* **Input rows**
________________
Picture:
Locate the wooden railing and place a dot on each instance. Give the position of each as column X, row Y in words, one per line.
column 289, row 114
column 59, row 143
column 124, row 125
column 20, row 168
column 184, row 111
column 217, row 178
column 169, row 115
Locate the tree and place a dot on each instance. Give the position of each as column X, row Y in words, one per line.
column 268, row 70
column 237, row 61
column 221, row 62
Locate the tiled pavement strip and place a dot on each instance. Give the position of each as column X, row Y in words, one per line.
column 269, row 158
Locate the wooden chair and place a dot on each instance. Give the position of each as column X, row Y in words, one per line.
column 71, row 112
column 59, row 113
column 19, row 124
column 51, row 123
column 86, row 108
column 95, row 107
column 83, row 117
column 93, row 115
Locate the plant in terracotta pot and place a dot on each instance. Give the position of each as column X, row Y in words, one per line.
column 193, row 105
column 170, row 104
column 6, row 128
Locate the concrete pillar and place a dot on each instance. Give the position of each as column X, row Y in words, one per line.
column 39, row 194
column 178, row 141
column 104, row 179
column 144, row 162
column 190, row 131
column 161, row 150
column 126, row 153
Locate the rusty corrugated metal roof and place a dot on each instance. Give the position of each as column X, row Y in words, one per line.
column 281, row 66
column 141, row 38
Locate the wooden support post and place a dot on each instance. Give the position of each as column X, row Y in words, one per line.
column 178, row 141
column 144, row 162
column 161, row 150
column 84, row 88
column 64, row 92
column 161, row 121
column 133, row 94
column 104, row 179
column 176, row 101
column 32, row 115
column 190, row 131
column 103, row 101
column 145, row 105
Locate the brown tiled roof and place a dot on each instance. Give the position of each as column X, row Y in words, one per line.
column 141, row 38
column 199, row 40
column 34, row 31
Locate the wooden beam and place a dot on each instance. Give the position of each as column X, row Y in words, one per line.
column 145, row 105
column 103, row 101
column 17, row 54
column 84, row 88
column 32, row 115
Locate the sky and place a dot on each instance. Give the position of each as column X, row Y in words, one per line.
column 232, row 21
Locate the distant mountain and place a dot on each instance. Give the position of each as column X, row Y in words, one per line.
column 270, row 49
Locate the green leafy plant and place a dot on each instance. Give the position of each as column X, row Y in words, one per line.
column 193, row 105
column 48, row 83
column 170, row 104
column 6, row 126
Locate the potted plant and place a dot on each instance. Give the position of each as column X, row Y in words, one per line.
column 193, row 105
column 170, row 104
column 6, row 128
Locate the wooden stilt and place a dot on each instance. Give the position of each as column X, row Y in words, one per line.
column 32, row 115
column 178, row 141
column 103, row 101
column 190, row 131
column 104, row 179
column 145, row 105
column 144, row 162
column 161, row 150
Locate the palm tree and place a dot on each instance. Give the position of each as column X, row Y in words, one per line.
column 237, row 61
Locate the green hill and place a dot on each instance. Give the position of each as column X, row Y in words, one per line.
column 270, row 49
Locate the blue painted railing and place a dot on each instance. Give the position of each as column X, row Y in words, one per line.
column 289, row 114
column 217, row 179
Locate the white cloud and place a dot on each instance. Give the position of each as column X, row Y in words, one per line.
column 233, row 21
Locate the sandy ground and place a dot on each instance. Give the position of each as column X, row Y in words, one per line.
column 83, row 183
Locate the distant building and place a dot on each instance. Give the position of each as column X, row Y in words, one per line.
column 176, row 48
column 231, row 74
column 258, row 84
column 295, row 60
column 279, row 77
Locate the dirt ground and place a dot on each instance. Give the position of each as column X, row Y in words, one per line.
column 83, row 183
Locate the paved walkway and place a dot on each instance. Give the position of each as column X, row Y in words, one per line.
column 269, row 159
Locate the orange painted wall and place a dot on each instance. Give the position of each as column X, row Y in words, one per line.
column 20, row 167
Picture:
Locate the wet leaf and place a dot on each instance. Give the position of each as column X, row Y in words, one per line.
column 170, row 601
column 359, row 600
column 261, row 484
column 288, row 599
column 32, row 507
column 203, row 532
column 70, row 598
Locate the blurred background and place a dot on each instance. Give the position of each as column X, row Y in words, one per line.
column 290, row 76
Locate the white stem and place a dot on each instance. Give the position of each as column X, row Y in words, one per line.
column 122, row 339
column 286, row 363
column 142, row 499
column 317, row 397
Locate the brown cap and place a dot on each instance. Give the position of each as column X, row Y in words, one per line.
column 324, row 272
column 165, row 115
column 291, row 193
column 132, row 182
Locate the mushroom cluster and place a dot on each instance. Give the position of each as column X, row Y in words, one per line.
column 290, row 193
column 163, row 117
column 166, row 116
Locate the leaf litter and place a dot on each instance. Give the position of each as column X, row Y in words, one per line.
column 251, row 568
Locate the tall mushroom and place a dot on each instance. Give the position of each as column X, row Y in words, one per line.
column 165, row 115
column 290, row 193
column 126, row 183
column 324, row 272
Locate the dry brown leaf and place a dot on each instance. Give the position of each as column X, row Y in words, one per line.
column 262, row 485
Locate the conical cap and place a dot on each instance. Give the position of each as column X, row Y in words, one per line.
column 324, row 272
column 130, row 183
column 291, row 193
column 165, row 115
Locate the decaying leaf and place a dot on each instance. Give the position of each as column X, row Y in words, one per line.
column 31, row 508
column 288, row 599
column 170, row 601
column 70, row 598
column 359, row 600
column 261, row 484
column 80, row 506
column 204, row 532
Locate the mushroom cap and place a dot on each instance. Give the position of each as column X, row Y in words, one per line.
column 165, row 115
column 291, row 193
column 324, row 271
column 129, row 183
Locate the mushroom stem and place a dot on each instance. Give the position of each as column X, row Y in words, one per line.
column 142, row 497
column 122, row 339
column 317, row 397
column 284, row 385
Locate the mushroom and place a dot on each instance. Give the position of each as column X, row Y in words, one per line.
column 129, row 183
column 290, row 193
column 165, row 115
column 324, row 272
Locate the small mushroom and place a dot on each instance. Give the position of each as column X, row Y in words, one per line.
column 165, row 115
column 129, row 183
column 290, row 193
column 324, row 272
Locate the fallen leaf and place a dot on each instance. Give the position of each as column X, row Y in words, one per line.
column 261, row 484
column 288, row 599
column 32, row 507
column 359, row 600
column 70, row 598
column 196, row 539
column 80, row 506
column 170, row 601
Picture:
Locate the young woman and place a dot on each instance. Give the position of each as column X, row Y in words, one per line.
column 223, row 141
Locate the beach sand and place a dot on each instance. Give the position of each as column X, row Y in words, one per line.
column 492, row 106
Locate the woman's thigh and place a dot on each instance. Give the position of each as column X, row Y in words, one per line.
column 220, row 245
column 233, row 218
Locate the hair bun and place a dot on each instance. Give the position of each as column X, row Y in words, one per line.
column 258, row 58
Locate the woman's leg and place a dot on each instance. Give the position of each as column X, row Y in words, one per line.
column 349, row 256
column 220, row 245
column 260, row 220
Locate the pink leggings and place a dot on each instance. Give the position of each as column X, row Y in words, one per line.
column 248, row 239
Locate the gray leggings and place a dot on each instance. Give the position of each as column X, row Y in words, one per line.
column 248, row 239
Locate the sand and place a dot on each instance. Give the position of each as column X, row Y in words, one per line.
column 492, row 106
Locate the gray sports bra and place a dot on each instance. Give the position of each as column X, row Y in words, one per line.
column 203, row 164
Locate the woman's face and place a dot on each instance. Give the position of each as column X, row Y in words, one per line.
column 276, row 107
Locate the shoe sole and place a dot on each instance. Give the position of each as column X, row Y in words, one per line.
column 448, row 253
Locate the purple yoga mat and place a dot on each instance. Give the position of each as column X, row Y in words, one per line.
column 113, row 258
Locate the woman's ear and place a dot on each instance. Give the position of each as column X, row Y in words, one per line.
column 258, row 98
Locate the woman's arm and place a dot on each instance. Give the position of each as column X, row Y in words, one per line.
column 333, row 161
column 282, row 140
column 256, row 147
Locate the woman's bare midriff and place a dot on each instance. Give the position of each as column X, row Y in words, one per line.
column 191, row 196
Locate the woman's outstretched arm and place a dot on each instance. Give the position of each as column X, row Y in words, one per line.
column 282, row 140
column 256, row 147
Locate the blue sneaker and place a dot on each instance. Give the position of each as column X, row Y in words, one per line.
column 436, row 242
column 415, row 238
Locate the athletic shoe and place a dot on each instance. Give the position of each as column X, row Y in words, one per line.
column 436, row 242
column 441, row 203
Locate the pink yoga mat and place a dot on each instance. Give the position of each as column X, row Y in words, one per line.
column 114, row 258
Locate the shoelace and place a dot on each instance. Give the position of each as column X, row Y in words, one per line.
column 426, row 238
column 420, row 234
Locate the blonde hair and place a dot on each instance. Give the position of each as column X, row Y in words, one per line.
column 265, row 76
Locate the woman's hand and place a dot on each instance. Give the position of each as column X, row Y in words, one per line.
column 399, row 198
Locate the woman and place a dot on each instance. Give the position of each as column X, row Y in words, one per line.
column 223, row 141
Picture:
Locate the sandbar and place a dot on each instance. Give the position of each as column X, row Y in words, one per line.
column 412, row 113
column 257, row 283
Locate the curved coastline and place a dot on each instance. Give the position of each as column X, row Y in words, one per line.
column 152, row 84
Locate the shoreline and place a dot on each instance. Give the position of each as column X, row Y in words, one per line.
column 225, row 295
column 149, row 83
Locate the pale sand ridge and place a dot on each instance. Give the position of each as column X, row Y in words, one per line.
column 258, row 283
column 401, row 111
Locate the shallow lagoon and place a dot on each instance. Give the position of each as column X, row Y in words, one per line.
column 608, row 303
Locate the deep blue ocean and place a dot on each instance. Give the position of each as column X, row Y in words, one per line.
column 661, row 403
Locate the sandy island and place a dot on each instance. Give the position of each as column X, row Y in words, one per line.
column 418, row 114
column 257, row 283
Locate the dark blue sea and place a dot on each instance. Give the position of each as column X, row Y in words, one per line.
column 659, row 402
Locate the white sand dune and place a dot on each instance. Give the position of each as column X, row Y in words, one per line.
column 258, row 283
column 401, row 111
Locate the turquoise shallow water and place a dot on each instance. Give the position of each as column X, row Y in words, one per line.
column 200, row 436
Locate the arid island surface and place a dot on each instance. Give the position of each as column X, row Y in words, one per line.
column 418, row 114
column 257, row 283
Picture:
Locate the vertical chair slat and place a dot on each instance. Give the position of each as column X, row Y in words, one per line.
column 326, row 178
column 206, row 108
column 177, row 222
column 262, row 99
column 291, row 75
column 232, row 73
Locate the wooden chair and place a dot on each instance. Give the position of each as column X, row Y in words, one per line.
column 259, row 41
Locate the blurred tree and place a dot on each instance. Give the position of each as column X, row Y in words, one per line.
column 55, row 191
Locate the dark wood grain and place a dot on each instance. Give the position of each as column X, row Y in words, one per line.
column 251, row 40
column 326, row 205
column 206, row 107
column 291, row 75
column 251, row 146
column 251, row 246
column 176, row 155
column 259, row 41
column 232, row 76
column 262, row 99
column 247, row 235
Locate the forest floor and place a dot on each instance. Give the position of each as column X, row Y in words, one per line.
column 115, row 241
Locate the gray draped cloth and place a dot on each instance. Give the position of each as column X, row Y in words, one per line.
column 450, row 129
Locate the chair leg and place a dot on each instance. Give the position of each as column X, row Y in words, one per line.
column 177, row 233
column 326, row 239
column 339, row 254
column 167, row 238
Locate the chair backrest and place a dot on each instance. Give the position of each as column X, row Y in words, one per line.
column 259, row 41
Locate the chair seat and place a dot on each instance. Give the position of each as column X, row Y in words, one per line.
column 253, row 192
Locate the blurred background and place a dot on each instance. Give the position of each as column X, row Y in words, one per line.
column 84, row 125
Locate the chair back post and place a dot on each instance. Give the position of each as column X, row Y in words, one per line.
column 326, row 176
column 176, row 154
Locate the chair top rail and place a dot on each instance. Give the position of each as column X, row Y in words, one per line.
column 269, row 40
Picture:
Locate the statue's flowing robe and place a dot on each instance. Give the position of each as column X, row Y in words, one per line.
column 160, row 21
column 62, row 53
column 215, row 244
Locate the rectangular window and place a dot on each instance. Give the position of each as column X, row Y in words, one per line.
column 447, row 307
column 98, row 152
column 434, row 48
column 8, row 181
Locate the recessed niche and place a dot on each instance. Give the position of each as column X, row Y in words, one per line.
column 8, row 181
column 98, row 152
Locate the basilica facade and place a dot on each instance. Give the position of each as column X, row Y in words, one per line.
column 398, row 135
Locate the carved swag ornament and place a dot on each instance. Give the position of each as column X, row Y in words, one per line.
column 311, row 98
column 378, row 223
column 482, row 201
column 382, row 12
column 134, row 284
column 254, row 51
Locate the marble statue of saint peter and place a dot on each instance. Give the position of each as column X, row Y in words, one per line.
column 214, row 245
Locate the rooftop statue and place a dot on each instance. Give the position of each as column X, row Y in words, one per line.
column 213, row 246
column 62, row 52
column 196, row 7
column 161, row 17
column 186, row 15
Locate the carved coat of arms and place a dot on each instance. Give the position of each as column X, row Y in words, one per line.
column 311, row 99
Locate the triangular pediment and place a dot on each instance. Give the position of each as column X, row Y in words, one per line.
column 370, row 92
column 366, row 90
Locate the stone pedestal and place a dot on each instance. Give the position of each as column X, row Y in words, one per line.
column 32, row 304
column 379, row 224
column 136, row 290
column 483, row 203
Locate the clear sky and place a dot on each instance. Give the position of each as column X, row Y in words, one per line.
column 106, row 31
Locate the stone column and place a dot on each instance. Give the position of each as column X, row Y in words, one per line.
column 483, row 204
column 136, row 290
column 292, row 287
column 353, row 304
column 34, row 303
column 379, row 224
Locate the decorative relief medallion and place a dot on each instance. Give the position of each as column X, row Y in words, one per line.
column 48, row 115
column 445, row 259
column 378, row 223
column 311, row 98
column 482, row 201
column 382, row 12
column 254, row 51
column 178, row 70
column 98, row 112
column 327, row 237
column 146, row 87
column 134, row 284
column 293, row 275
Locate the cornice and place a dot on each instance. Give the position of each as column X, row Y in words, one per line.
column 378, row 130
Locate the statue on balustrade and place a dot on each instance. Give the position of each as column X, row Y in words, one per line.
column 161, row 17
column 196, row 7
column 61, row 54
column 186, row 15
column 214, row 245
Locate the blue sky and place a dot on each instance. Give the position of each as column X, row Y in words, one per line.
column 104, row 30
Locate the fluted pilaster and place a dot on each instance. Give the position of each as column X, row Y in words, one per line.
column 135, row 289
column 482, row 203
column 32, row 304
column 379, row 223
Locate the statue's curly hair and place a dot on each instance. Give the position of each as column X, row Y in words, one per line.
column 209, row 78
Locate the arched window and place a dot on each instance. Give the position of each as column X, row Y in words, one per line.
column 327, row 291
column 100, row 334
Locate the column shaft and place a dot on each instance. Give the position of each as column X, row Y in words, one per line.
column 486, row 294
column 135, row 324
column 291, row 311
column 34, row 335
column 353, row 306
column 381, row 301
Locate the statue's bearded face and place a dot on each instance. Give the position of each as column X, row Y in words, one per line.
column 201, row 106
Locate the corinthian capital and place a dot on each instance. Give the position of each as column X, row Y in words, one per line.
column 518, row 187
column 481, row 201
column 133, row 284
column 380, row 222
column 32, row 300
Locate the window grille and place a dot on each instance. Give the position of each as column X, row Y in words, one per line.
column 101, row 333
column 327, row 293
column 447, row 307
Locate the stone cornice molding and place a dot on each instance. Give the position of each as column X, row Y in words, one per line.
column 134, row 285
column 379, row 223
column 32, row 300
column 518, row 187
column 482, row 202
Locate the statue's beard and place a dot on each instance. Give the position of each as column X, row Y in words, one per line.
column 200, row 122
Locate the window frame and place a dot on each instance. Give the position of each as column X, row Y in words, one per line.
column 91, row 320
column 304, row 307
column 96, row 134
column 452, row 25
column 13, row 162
________________
* **Set task**
Recast the part of the items that opens with the line containing "Locate the corinthian" and closes with the last line of the items as a Markdown table. Use the columns Number and Entry, give each line its own numbered row, and leave out blank lines.

* **Reply**
| Number | Entry |
|---|---|
| 1 | Locate the corinthian capital and place a dot on each instance. Give the position of each as column X, row Y in words, one per line. |
| 2 | column 518, row 187 |
| 3 | column 481, row 201 |
| 4 | column 133, row 284 |
| 5 | column 380, row 222 |
| 6 | column 32, row 300 |
| 7 | Locate the window grille and place a dot on each instance. Give the position of each as column X, row Y in words, one per line. |
| 8 | column 101, row 333 |
| 9 | column 327, row 293 |
| 10 | column 447, row 307 |
| 11 | Locate the stone cornice molding and place a dot on each instance. Give the position of each as column X, row Y in words, one per line. |
| 12 | column 134, row 285 |
| 13 | column 379, row 223 |
| 14 | column 32, row 300 |
| 15 | column 518, row 187 |
| 16 | column 482, row 202 |
| 17 | Locate the statue's beard and place a dot on each instance. Give the position of each as column X, row Y in words, one per line. |
| 18 | column 200, row 122 |
| 19 | Locate the window frame and place a dot on each instance. Give the position of each as column X, row Y in words, one per line. |
| 20 | column 91, row 320 |
| 21 | column 304, row 307 |
| 22 | column 96, row 134 |
| 23 | column 452, row 25 |
| 24 | column 13, row 162 |